READING PASSAGE
╭──

Not for nothing did a grizzled lifer at Disneyland refer to his worksite as "Mauschwitz." In this case, "lifer" means "one condemned to wear a Donald Duck suit, day in and day out, even when it's 110 degrees in the shade, even when he can't see well enough through the eyeholes to make out which kid is kicking him in the nuts, and even when he's so saturated in sweat that his vision is blurry and his clothes are hanging like wet rags." Such is the fate that befalls a young, bright-eyed character actor at the Happiest Place on Earth. Or so says playwright Trevor Allen, who chronicles his stint at Disneyland in Working for the Mouse, a light, but engaging solo performance piece now playing at Impact Theatre, under the direction of Nancy Carlin.
Of course you're more likely to find the piece engaging if you grew up steeped in Disneyland culture. Anyone who's never seen the movies or visited the theme park probably won't get it. In fact, you probably won't follow Allen's whole monologue unless you've been to Disneyland multiple times, and you remember details like the Tiki Room theme song, or the fake Cajun cuisine served at Blue Bayou Restaurant (which abuts the Pirates of the Caribbean ride), or the silent, furry characters roaming Main Street, who seem entirely real from a child's perspective.
Allen was one such character. He started out as Pluto, working part-time while studying theater at UCLA. In many ways, it was a thankless job – a fact that the ever-endearing Allen never points out directly, but definitely implies. Since Pluto didn't have voice clearance, he couldn't utter a word, even to protest the kid who randomly assaulted him (with a single kick), or to greet little Scotty from the Make-a-Wish Foundation, or to woo lovely 21-year-old Tammy, aka Alice in Wonderland. He had to wear thick pads so that no one who touched the Pluto costume would ever sense a human bone structure. Because he apparently didn't earn union wages, Allen had to spend part of his first summer at the Anaheim Ha Penny Inn, then at a friend's house in Newport Beach, then in Tammy's guest room, where he had to listen to his long-time crush screw her boyfriend all night.

╰──

REQUESTS
A - Condense the paragraph of the theater review that begins "Allen was one such character" into a short bulleted list, keeping its main facts.
B - Pick up the review of Working for the Mouse after its last sentence and write the next paragraph.
The records aren't needed for anything here.

DATA SUPPLIED
╭──

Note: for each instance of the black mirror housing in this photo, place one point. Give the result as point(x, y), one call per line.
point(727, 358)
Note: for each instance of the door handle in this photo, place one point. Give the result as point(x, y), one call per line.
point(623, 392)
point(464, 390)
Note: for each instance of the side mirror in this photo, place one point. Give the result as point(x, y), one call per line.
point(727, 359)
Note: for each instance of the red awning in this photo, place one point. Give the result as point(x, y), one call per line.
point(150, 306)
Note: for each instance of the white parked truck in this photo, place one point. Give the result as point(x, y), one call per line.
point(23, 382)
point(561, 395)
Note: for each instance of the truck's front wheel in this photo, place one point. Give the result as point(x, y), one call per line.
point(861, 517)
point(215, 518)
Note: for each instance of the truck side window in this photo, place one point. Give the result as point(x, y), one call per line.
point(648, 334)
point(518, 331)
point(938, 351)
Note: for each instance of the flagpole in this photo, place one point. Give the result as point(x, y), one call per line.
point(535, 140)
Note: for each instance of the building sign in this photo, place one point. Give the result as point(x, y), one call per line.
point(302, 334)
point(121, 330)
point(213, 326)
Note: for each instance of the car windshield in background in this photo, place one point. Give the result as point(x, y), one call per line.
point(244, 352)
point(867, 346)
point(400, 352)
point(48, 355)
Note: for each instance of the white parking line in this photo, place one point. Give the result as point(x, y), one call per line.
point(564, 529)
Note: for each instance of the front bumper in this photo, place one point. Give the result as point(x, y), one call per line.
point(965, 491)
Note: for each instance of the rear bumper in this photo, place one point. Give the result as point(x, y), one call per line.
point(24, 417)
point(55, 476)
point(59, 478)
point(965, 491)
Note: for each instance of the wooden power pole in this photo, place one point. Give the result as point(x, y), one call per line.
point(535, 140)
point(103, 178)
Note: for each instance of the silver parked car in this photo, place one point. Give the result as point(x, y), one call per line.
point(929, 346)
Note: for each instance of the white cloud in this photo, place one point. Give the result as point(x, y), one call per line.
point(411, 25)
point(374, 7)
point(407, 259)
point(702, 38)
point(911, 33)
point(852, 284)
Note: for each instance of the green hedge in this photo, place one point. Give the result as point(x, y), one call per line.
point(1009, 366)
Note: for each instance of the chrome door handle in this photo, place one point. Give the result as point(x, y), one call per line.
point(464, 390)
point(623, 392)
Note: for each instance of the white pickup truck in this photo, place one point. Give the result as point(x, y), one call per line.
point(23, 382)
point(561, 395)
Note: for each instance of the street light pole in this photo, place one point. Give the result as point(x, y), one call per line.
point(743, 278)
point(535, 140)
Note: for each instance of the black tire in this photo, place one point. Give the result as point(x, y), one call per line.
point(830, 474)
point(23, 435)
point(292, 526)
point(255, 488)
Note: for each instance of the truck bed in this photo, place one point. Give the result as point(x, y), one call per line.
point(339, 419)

╰──

SOLVED PROBLEMS
A -
- Allen played Pluto at Disneyland, working part-time while studying theater at UCLA.
- The job was thankless, which Allen implies but never says outright.
- Pluto had no voice clearance, so Allen couldn't speak. That meant he couldn't protest a kid who kicked him, greet little Scotty from the Make-a-Wish Foundation, or woo 21-year-old Tammy, who played Alice in Wonderland.
- Thick pads kept anyone touching the costume from sensing a human bone structure.
- Apparently without union wages, he spent part of his first summer at the Anaheim Ha Penny Inn. He then stayed at a friend's house in Newport Beach, and finally in Tammy's guest room, where he heard her with her boyfriend all night.

B -
In Allen's account, Disneyland sounds very much like any other low-rung summer job. The rookies get kicked around and subjected to hazing rituals. The pay is low, the costumes are itchy, the clientele are bratty. To top it all off, the supervisors love to micro-manage – more so than in other jobs, since the grand illusion of Disney can only exist in a highly controlled environment. Thus, they have to stay in their places at all times, can't shed their costumes or go off-script, and can't behave in an uncouth or un-Disney-like manner. (Smoking a cigarette in your Pluto outfit is tantamount to smoking a joint in your YMCA staff shirt.) The whole park is full of suits. Anyone who breaks the rules risks severe disciplinary action.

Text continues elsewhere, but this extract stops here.